(Saved data entries)

BEGIN

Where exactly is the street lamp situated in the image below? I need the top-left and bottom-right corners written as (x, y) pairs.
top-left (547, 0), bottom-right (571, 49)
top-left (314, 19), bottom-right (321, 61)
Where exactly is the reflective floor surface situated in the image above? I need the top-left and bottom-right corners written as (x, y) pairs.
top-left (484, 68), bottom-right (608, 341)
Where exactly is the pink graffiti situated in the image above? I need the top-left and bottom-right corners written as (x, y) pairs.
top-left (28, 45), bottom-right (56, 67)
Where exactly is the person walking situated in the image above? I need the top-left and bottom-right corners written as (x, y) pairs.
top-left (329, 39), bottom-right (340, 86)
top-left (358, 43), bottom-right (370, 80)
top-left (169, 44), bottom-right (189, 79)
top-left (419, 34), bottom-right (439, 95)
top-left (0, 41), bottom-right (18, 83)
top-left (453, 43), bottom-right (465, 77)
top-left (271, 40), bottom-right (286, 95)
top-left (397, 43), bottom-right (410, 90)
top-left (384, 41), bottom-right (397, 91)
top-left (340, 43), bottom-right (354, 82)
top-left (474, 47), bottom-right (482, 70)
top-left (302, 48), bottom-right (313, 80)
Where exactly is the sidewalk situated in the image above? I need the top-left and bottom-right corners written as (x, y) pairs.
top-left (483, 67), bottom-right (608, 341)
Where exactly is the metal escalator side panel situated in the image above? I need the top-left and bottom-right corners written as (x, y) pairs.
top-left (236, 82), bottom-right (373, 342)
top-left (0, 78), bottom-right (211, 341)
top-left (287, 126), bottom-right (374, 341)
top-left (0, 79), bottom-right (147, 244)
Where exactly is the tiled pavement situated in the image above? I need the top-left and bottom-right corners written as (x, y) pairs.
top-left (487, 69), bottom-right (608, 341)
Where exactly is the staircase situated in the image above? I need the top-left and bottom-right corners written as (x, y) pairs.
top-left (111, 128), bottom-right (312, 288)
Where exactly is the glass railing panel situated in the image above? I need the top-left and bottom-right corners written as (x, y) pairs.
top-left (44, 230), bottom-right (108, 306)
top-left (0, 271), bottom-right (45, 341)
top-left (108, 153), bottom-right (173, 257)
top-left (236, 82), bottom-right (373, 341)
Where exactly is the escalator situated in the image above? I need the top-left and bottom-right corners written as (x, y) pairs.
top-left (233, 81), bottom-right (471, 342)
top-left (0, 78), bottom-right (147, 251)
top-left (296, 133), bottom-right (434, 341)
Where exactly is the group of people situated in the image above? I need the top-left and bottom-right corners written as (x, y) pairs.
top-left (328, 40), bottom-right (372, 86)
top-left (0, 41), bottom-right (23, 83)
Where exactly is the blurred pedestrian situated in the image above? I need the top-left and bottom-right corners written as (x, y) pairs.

END

About this task: Set out exactly the run of lines that begins at the line holding "Where exactly is the staircase" and ends at the last line of the data.

Solved exercise:
Where exactly is the staircase situated in the image above? I need the top-left and bottom-right corners written as (x, y) pairs.
top-left (111, 128), bottom-right (312, 288)
Where exactly is the glass railing panel situated in the image above? I need the top-left and bottom-right corners written as (x, y) pairs.
top-left (44, 230), bottom-right (108, 306)
top-left (0, 271), bottom-right (45, 341)
top-left (108, 153), bottom-right (173, 257)
top-left (236, 82), bottom-right (373, 341)
Where exactly is the escalator situated in the image above? I need the top-left and bottom-right corners written as (x, y) pairs.
top-left (233, 81), bottom-right (471, 342)
top-left (0, 78), bottom-right (147, 251)
top-left (296, 133), bottom-right (434, 341)
Where exactly is the group of people situated in the image above? I need the top-left and bottom-right corners written as (x, y) pairs.
top-left (328, 40), bottom-right (372, 86)
top-left (0, 41), bottom-right (23, 83)
Where exactly is the blurred pedestrian situated in the image above? I need the top-left and bottom-right corners written as (x, y) pairs.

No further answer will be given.